[WORKING DATA — start]

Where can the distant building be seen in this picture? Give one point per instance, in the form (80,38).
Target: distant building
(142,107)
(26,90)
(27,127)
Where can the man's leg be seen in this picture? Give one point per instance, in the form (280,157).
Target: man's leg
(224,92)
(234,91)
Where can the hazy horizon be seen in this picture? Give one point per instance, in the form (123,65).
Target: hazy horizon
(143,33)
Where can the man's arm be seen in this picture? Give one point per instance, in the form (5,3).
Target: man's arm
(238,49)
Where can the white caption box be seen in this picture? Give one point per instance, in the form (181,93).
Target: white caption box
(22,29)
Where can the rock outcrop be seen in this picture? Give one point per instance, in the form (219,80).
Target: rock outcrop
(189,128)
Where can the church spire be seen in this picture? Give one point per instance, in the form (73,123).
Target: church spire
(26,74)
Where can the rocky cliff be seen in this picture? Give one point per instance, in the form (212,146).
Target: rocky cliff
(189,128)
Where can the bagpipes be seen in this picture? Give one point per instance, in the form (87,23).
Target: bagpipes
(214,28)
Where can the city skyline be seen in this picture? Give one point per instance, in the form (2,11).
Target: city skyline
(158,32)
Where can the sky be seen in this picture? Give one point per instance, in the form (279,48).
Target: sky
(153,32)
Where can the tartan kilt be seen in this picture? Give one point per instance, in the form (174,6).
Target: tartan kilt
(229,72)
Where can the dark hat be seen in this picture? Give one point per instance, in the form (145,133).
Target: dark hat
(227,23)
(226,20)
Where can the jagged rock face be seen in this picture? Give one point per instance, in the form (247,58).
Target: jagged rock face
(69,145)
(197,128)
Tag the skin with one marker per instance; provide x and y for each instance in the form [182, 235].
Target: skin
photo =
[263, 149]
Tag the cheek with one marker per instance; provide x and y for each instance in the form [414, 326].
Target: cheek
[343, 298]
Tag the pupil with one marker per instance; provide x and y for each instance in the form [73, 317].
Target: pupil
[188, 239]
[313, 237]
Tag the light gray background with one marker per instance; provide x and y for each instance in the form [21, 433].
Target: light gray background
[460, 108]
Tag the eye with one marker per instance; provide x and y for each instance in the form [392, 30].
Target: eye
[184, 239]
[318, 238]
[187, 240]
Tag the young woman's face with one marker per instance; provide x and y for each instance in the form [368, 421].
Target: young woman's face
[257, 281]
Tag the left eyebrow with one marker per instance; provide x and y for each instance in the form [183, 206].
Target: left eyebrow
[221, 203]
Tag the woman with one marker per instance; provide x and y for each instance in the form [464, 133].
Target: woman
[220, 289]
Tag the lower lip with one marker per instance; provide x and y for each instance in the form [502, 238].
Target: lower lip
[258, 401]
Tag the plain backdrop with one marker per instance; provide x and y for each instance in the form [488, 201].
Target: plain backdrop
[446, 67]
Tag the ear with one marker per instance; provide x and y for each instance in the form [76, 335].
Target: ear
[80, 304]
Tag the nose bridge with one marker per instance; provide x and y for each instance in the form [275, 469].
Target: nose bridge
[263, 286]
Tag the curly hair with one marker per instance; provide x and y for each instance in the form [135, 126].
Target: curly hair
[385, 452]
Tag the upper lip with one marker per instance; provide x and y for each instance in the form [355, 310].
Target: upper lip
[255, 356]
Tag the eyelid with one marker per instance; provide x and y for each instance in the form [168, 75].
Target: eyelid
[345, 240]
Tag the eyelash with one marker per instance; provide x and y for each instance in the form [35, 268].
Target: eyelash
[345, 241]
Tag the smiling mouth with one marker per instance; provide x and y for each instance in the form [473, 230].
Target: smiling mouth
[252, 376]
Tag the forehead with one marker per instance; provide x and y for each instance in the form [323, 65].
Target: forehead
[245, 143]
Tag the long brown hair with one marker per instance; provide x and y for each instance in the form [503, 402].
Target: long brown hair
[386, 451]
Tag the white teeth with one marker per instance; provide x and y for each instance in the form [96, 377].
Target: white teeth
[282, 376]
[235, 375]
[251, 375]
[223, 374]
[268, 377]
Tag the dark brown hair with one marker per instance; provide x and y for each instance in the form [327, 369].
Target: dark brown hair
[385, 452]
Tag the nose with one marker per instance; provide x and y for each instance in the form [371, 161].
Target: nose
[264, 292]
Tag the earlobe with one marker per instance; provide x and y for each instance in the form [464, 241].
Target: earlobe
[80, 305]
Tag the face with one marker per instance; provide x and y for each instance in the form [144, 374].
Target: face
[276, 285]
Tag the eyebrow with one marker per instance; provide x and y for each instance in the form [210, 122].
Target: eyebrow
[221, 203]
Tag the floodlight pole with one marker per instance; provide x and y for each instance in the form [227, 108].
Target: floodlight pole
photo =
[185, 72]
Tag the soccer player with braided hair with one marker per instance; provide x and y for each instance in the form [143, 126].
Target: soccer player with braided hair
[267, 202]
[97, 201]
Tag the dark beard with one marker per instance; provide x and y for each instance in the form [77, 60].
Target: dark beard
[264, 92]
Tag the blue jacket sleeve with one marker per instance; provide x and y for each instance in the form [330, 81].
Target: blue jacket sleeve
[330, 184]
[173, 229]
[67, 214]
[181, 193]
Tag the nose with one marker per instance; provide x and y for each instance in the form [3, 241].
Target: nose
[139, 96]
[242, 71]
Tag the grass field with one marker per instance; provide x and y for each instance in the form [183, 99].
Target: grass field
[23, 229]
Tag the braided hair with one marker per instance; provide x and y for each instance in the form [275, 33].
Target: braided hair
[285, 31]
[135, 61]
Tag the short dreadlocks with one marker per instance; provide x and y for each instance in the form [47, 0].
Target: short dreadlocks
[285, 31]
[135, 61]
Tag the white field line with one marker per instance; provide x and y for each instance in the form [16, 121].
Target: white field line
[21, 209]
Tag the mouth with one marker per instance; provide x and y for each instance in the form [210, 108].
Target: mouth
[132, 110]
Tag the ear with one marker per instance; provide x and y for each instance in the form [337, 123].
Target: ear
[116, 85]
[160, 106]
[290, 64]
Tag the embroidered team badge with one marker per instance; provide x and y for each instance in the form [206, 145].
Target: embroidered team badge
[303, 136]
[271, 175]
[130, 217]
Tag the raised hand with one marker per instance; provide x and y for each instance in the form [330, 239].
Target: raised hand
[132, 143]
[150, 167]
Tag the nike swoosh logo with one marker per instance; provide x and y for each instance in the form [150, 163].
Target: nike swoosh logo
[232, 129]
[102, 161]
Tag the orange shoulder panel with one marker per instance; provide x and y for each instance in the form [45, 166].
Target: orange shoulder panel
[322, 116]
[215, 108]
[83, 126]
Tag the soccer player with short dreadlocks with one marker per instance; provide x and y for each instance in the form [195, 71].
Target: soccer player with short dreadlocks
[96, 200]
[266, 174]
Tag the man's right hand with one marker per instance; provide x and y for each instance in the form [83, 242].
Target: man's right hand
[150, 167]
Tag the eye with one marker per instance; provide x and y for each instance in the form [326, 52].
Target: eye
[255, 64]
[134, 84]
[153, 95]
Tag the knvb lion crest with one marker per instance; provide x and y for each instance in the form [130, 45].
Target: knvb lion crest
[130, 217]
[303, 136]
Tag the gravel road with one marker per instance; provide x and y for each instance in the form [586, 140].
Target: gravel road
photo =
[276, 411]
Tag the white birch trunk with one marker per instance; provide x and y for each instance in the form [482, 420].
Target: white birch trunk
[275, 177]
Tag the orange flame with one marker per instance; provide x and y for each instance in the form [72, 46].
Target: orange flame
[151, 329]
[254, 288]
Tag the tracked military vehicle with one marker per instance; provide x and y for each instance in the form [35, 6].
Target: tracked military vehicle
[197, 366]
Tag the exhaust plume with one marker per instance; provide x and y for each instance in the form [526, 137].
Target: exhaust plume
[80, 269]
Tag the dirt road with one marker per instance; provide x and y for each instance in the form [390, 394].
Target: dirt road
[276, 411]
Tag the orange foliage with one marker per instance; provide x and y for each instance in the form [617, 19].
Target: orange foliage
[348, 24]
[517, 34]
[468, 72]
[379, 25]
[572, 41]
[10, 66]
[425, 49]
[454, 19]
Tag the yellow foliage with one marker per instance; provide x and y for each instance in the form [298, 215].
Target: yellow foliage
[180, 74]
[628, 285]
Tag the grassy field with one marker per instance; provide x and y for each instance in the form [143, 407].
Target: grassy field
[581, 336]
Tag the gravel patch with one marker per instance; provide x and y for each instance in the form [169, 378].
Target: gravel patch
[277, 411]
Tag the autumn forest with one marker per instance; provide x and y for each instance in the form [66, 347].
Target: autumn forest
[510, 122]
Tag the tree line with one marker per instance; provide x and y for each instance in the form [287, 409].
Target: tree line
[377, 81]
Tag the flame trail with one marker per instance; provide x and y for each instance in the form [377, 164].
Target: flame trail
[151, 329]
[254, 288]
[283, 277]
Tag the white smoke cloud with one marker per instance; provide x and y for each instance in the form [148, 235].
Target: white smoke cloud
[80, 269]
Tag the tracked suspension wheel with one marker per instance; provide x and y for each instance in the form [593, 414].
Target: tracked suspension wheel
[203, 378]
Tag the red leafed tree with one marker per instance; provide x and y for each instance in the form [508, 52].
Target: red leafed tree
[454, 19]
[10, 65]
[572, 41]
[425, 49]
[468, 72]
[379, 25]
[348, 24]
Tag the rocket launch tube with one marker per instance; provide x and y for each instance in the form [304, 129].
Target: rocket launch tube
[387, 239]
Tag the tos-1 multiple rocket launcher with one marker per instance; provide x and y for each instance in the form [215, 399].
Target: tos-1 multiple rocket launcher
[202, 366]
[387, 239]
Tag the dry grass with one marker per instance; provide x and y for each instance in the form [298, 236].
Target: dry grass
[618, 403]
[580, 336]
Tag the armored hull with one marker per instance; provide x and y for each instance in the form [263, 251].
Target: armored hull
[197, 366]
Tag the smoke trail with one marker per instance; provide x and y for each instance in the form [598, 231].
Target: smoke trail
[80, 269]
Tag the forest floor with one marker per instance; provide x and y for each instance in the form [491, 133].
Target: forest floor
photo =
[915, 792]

[WORKING DATA — finish]

## TASK TO CARRY OUT
Would you please repeat exactly the lines above, starting at the line with "Tag the white birch" and stopping at the line with "Tag the orange flame", both included?

## RESULT
Tag the white birch trunk with one marker per instance; provide x and y for each instance in the form [482, 420].
Target: white birch trunk
[275, 177]
Tag the orange flame with one marker per instance; provide x and y for each instance in the form [72, 46].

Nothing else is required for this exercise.